(Collected data)

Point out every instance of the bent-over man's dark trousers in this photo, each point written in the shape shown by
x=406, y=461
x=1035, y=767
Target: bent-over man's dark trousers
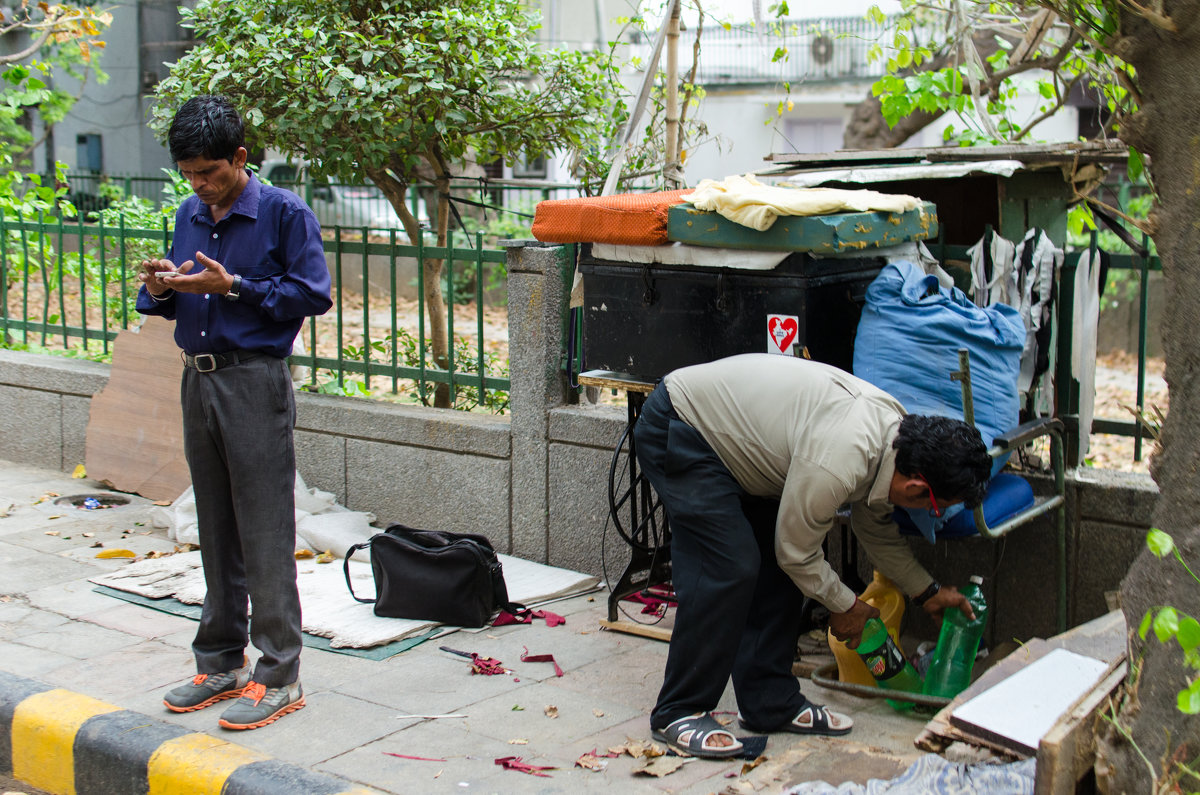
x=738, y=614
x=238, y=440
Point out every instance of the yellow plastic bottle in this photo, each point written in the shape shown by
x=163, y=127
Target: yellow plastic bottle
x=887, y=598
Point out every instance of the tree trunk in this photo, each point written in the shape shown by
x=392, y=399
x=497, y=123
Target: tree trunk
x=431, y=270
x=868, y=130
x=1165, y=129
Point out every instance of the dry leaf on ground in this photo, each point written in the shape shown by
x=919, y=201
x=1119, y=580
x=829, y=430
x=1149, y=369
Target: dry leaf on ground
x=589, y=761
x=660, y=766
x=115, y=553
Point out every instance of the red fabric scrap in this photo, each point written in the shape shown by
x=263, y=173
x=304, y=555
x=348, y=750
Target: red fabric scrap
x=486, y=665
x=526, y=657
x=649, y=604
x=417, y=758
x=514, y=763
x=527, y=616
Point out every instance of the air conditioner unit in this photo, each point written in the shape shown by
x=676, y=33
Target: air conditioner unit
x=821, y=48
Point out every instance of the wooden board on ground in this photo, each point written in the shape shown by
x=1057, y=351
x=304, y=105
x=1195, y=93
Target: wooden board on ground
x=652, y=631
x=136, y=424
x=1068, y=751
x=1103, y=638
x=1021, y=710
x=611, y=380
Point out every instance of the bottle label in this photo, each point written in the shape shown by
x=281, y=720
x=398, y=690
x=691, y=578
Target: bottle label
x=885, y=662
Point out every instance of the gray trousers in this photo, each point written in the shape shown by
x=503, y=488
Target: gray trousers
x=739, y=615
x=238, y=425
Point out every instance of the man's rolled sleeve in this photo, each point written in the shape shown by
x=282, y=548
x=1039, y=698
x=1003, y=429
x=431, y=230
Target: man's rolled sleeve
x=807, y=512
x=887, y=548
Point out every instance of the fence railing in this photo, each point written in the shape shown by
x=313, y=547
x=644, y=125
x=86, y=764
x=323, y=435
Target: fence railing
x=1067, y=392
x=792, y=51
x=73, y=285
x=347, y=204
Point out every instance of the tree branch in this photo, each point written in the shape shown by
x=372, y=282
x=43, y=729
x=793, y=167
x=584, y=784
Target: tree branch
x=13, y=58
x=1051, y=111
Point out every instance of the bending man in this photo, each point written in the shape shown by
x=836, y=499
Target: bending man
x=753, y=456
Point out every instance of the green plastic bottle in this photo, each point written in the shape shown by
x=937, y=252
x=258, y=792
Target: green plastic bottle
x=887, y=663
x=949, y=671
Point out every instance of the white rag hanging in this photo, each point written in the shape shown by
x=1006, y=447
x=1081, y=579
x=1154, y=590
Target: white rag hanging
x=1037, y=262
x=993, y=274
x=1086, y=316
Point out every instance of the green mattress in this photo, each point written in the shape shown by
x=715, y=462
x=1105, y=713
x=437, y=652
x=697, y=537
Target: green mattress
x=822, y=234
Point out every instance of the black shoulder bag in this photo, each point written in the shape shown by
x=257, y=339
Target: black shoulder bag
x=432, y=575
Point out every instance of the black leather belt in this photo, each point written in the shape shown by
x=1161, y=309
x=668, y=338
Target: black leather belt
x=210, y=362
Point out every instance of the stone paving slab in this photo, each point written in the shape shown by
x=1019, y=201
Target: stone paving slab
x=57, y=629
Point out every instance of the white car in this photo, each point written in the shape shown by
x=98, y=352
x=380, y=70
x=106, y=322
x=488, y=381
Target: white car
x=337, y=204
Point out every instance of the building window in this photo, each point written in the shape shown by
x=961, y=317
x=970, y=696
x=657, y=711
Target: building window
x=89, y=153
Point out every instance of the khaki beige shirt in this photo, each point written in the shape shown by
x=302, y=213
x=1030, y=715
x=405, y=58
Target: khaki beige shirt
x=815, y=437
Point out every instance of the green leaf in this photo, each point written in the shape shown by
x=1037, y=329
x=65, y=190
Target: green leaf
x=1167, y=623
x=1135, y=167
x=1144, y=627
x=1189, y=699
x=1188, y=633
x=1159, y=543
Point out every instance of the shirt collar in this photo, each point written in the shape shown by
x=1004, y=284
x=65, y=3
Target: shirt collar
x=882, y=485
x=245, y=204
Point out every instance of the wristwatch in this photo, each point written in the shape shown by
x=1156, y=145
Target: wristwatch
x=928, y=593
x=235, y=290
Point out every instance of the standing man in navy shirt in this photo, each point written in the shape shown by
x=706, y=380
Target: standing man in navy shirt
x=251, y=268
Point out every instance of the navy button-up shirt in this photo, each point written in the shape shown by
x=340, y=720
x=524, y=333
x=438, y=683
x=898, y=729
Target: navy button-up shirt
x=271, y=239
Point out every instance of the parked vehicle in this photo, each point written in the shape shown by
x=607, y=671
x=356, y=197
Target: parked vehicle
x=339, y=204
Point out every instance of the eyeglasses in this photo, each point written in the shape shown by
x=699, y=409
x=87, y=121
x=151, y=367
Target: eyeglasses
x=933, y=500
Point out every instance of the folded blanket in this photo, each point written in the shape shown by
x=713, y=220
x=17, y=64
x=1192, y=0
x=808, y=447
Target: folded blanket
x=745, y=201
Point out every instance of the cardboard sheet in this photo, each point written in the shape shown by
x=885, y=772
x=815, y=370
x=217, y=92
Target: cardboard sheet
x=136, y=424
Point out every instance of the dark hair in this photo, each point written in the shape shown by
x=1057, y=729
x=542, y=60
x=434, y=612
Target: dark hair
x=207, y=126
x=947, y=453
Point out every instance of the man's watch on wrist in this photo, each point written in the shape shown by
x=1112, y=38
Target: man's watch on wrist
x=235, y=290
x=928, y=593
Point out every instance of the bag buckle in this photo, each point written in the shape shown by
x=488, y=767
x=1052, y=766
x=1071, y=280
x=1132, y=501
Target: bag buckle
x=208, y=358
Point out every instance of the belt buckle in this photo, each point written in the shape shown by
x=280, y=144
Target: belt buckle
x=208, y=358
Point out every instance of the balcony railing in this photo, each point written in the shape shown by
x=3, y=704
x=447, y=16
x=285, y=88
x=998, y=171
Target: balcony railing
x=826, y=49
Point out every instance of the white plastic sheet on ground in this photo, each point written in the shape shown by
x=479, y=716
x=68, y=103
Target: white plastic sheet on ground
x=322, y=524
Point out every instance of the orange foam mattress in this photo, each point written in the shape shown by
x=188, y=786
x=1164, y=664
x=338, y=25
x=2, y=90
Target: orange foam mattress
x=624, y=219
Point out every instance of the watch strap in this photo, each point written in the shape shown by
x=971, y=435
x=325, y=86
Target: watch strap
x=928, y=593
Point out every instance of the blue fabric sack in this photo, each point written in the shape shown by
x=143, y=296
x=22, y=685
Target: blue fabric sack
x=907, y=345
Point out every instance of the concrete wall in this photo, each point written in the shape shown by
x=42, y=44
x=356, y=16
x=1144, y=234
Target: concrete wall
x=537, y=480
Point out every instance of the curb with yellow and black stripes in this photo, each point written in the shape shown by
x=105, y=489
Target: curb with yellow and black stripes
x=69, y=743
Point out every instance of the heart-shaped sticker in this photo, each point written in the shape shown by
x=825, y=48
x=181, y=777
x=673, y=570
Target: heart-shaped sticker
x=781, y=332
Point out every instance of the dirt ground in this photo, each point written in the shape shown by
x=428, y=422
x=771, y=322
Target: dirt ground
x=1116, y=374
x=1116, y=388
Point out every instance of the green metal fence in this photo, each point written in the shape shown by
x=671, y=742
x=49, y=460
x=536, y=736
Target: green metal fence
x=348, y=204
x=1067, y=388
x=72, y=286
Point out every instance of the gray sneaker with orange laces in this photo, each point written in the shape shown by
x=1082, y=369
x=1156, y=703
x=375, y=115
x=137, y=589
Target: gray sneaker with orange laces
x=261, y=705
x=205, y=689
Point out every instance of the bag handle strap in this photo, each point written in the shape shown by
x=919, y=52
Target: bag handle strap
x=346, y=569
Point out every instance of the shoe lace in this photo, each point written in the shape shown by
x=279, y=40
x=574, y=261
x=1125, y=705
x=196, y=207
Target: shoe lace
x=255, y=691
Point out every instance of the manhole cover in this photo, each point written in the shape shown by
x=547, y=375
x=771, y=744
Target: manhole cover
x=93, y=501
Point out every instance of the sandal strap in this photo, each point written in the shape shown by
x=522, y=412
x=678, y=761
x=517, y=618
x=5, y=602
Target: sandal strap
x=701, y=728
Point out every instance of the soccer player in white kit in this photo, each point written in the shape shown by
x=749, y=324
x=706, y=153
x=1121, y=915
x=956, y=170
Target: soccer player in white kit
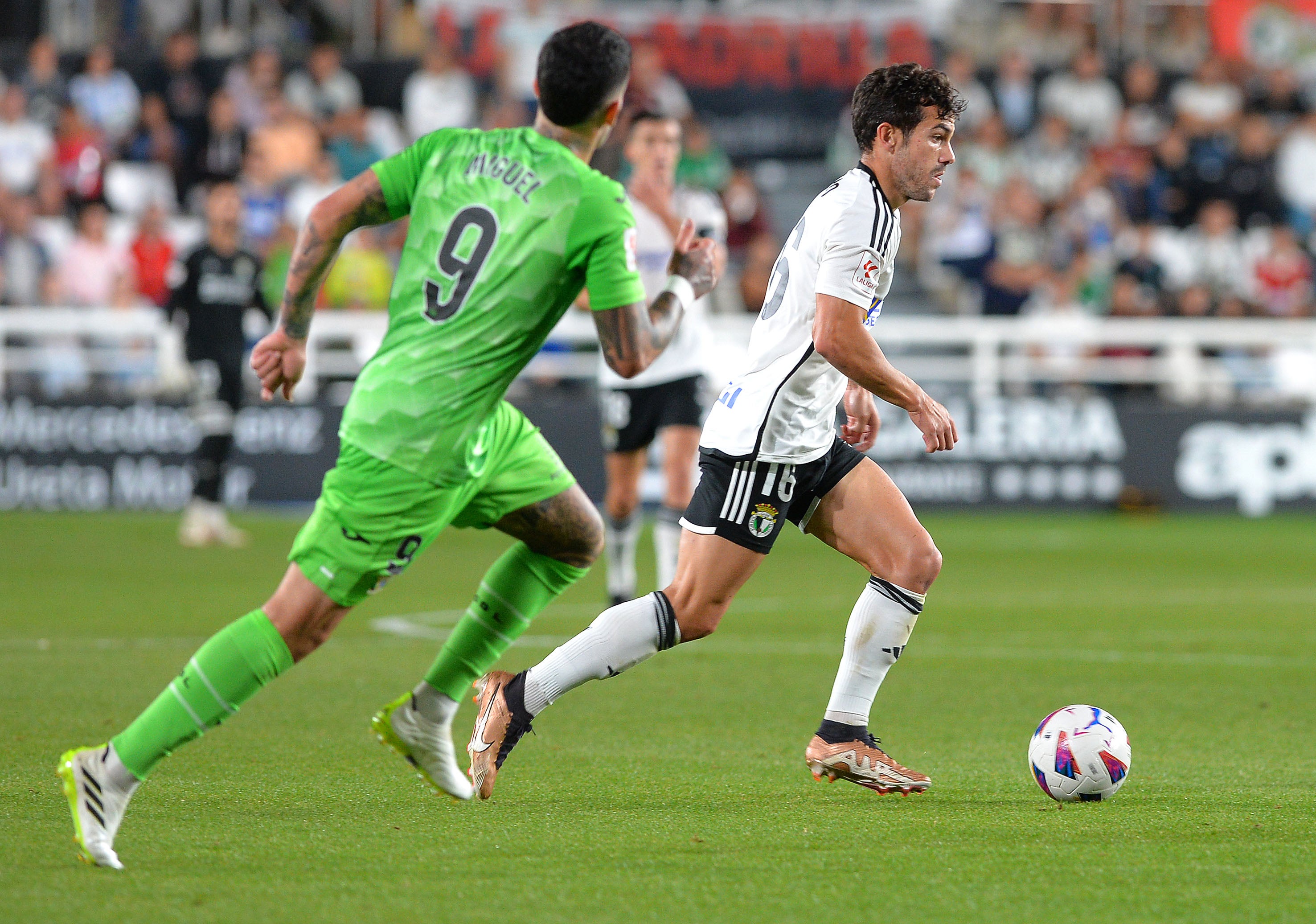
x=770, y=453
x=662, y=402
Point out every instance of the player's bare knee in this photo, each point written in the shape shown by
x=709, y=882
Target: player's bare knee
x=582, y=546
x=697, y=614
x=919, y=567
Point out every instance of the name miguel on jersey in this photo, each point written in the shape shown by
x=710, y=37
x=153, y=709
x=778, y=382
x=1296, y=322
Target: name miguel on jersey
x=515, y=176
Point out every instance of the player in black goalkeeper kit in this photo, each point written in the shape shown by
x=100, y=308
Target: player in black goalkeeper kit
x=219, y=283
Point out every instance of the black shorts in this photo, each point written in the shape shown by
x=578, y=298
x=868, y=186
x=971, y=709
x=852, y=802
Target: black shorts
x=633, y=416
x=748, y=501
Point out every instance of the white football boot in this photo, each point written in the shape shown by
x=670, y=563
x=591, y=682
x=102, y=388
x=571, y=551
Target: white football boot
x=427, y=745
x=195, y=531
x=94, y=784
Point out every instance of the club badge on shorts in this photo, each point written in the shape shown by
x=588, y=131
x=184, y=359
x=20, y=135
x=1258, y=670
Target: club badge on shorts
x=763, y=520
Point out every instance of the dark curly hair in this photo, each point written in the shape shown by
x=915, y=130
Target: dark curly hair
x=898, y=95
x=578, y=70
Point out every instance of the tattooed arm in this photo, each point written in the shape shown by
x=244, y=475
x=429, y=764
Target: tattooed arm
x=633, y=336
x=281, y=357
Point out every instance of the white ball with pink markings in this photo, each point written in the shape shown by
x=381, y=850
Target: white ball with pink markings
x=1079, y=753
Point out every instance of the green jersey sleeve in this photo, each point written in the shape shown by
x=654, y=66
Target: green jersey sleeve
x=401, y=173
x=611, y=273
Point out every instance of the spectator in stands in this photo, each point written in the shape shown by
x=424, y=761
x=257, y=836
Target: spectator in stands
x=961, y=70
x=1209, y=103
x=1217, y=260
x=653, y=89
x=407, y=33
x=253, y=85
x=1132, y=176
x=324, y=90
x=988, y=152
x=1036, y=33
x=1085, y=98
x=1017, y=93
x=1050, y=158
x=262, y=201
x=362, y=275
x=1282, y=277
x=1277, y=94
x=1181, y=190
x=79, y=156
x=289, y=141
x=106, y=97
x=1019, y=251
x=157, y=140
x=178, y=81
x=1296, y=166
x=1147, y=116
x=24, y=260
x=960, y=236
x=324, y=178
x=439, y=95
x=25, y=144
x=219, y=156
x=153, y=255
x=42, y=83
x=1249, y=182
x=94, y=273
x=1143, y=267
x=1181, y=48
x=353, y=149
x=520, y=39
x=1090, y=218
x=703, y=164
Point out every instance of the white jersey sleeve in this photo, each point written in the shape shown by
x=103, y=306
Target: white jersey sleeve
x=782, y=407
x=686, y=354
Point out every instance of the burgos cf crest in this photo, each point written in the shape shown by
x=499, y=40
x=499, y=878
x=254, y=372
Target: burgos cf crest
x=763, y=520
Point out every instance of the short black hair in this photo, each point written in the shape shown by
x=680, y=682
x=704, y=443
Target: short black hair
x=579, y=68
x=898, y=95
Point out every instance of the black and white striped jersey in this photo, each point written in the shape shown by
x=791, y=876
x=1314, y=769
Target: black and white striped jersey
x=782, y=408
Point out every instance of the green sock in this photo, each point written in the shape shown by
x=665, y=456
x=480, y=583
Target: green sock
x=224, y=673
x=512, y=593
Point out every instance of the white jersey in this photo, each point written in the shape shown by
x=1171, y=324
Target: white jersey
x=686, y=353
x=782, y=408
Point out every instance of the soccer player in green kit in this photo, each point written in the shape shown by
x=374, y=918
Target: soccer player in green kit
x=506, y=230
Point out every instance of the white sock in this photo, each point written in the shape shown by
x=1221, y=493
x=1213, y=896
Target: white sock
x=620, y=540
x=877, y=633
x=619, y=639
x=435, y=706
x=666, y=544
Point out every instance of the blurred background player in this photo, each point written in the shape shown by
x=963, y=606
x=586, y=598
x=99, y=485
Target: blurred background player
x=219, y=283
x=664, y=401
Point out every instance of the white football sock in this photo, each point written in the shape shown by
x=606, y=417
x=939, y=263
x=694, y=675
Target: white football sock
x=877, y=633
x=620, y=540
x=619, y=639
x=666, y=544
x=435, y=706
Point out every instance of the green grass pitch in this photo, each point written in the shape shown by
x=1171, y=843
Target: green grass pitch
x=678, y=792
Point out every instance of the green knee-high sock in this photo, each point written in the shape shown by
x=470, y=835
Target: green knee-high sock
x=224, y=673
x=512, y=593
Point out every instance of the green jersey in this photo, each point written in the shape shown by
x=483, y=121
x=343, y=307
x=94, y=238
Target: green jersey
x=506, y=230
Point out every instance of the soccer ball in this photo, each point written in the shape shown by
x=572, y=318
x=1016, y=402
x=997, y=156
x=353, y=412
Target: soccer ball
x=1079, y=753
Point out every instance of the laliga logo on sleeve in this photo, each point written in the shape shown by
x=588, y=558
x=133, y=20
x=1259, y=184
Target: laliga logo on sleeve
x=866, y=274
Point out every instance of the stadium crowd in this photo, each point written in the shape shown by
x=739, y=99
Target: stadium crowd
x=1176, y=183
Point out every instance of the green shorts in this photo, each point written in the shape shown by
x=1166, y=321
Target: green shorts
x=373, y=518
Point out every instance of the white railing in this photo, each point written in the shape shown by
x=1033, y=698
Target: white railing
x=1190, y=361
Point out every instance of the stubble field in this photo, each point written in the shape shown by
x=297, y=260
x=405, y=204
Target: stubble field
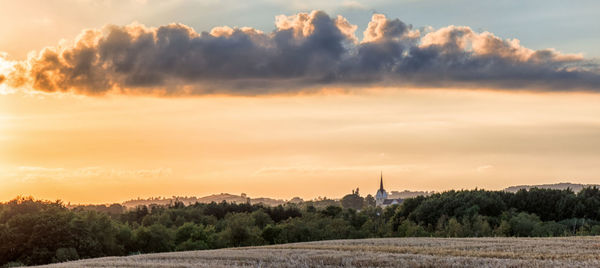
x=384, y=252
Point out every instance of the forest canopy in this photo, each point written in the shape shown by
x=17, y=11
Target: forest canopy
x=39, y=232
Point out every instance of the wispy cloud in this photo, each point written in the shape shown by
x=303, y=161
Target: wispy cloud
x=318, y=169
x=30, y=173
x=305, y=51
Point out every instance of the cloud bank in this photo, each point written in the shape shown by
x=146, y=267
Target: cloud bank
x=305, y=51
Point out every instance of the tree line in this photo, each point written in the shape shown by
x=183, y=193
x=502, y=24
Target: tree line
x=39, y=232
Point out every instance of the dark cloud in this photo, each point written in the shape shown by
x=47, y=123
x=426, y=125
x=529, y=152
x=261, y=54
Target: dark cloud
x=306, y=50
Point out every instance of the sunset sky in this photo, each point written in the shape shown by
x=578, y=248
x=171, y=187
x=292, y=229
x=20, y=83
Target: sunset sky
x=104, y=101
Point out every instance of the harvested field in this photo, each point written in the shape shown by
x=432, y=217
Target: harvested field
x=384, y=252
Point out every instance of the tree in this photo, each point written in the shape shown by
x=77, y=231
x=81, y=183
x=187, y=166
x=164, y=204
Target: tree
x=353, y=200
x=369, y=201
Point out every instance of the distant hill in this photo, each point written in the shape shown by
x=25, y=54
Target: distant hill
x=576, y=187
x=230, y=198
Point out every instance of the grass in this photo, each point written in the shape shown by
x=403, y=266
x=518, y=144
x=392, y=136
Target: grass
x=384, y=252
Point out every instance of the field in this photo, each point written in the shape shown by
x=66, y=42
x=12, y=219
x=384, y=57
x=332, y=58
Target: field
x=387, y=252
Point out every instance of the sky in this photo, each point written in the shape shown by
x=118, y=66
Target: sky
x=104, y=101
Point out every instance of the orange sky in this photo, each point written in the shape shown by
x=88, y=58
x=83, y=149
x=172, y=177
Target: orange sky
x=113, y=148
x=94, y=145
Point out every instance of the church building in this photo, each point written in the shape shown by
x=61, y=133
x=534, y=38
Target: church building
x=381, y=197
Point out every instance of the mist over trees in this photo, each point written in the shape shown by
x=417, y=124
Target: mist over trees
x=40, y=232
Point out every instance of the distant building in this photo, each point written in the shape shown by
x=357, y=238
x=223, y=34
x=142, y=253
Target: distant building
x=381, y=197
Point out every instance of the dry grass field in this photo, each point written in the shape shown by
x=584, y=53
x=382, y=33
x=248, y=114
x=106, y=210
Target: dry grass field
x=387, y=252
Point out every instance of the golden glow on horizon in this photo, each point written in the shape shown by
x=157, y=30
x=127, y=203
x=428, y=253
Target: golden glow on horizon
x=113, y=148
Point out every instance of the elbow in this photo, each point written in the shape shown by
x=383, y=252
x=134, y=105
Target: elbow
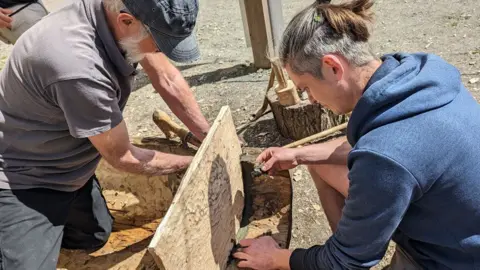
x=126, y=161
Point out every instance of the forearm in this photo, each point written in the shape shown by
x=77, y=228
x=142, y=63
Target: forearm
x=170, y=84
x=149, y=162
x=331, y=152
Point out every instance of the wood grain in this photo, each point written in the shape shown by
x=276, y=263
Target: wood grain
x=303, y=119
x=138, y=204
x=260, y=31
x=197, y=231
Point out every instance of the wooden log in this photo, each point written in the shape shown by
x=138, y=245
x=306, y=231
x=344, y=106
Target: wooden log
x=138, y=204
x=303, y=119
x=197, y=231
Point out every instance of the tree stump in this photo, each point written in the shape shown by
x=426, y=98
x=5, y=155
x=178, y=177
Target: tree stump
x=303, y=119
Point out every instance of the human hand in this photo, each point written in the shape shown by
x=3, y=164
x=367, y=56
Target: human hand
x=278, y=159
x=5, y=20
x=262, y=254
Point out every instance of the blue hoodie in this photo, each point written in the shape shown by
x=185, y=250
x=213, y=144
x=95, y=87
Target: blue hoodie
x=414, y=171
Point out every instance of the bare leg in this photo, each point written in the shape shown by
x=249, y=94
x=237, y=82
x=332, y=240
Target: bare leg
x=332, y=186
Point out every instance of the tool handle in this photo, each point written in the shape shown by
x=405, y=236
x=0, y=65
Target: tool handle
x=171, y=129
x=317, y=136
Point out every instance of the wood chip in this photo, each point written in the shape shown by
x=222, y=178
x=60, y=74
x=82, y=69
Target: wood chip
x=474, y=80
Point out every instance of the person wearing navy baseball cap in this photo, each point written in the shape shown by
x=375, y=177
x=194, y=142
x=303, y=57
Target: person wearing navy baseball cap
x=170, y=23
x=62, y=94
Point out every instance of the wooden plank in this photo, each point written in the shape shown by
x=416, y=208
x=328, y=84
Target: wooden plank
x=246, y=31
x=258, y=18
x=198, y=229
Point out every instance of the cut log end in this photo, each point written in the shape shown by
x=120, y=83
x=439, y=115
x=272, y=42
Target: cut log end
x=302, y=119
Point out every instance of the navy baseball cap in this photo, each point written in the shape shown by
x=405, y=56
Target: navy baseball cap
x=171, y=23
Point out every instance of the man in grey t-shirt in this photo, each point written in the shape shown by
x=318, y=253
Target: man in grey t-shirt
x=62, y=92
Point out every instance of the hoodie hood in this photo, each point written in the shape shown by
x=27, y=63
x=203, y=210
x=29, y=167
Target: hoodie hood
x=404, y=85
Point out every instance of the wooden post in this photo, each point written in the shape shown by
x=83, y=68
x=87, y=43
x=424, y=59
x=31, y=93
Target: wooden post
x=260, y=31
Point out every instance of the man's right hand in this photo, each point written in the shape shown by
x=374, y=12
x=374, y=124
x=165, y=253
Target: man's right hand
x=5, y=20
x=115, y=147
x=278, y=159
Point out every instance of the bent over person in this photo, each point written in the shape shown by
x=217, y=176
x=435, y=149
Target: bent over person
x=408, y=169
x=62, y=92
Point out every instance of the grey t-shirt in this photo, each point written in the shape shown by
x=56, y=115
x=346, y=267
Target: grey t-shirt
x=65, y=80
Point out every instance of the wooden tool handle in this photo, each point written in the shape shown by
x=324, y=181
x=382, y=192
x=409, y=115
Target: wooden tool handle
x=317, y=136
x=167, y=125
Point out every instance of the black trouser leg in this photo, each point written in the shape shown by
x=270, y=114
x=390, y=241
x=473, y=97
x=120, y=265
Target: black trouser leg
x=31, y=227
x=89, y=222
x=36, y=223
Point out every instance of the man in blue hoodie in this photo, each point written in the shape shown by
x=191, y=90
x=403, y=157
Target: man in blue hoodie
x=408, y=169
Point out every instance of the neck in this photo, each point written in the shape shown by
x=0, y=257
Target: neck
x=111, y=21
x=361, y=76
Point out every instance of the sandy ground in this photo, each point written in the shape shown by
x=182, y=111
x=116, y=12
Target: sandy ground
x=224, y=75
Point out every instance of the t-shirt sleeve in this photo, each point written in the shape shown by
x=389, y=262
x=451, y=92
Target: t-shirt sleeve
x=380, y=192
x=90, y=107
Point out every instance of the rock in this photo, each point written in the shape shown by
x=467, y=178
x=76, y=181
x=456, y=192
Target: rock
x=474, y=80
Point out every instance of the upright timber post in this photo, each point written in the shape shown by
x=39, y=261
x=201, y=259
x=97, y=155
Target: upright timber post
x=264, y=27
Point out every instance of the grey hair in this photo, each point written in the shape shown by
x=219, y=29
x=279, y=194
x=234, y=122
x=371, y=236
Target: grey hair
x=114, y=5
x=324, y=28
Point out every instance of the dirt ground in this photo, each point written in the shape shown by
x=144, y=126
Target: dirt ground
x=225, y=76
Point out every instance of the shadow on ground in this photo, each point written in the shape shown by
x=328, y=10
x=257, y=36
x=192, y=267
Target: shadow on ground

*Work instructions*: Please show all lines from the entries that contain the word "shadow".

*Result of this exercise*:
Point out every instance of the shadow on ground in this photo, each point written in the shape shown by
Target: shadow on ground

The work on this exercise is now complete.